Reproduce word for word the stretch of the items below from their first line through the line that contains "column 362, row 282", with both ends included.

A run of records
···
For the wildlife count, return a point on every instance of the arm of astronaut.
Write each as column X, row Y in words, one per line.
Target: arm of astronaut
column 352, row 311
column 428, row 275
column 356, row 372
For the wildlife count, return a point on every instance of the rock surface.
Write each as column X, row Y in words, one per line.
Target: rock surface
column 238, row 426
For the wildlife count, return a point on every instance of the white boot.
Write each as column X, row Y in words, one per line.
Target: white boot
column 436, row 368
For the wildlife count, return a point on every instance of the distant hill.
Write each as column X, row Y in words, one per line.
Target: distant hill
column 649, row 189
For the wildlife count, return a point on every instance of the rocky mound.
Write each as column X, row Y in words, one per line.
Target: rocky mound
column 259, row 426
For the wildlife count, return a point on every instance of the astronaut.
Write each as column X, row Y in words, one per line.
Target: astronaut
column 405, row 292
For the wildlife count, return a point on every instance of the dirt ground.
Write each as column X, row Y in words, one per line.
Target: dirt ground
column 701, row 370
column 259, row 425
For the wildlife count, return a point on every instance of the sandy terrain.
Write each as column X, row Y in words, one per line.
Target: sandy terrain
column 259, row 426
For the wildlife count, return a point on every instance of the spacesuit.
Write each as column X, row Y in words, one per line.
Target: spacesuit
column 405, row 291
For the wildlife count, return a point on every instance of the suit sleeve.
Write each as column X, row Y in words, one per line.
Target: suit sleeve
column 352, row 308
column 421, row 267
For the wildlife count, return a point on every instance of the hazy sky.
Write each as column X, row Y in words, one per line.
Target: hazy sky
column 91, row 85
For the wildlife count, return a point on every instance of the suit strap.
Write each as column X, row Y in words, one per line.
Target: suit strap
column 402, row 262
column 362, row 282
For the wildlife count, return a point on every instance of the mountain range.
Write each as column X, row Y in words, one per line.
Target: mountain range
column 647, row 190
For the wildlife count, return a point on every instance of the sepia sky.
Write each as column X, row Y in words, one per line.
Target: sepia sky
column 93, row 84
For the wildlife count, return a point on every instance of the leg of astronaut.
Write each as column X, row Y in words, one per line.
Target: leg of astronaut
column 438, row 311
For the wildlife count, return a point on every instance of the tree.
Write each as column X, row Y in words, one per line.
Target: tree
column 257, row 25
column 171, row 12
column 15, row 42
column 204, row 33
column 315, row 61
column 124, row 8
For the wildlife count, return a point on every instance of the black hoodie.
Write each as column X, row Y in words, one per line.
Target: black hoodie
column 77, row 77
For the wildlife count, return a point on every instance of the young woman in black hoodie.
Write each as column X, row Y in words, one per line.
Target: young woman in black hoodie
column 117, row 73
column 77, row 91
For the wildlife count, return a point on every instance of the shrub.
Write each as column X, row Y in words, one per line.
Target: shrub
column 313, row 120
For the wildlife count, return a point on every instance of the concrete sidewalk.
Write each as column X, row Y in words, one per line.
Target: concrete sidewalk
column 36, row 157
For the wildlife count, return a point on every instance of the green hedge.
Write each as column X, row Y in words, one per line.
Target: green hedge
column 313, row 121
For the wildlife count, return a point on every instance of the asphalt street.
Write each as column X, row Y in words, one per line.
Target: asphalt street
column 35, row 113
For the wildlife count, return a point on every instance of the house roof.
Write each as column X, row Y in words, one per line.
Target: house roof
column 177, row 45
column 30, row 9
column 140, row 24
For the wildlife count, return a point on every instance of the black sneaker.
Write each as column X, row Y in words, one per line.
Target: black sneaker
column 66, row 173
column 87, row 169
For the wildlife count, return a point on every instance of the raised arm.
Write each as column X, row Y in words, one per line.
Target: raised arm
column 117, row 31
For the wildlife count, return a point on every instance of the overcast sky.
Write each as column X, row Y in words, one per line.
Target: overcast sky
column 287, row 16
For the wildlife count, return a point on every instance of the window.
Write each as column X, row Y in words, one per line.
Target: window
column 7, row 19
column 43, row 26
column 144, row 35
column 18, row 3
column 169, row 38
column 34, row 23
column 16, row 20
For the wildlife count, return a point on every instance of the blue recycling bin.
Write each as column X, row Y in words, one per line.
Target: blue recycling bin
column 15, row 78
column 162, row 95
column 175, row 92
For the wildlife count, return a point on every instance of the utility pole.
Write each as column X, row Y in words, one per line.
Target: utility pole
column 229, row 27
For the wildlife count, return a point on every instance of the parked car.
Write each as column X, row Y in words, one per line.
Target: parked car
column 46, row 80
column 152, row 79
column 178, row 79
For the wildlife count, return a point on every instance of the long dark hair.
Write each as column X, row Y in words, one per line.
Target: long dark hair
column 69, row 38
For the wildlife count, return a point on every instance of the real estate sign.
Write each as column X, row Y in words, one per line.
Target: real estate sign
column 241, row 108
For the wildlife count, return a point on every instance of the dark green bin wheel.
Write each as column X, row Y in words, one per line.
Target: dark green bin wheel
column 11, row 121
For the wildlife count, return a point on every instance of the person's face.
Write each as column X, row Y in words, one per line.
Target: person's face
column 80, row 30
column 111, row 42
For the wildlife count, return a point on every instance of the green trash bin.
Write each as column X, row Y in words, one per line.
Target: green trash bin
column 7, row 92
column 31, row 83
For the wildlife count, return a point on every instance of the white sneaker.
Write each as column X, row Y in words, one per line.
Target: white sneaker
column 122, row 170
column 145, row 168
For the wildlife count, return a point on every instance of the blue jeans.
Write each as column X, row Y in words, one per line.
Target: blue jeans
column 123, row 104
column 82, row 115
···
■ **Response to this exercise**:
For the wildlife count, return a point on every instance of the arm of astronaut.
Write each as column X, row Y in words, one per line.
Target: arm of astronaut
column 352, row 311
column 428, row 275
column 356, row 372
For the wildlife count, return a point on every instance of the rock surface.
Write each as column X, row Y in words, one per line.
Target: rock surface
column 238, row 426
For the wildlife count, return a point on every instance of the white boot.
Write each as column X, row Y in words, one per line.
Target: white boot
column 436, row 368
For the wildlife count, return a point on every instance of the distant hill.
Write each as column X, row Y in words, one per line.
Target: distant hill
column 649, row 189
For the wildlife count, return a point on every instance of the rocky mound.
Write each as column X, row Y in words, one per line.
Target: rocky mound
column 259, row 426
For the wildlife count, return a point on every instance of the astronaut.
Write each as column X, row Y in words, one per line.
Target: astronaut
column 405, row 292
For the wildlife count, return a point on every instance of the dirt ground.
Write each as column X, row Y in words, one per line.
Target: dirt ground
column 701, row 370
column 259, row 425
For the wildlife count, return a point on every instance of the sandy terrain.
Write each as column X, row Y in words, one per line.
Target: sandy terrain
column 259, row 426
For the wildlife count, return a point on every instance of the spacesuit.
Write each as column X, row Y in words, one per line.
Target: spacesuit
column 405, row 291
For the wildlife count, return a point on every instance of the suit sleeve.
Write each as column X, row Y in words, one per line.
Target: suit sleeve
column 352, row 308
column 421, row 267
For the wildlife count, return a point on every instance of the hazy sky.
Write each as column X, row Y in words, one per line.
Target: hazy sky
column 91, row 85
For the wildlife count, return a point on every instance of the suit strap.
Write each as column X, row Y in words, one per line.
Target: suit strap
column 402, row 262
column 362, row 282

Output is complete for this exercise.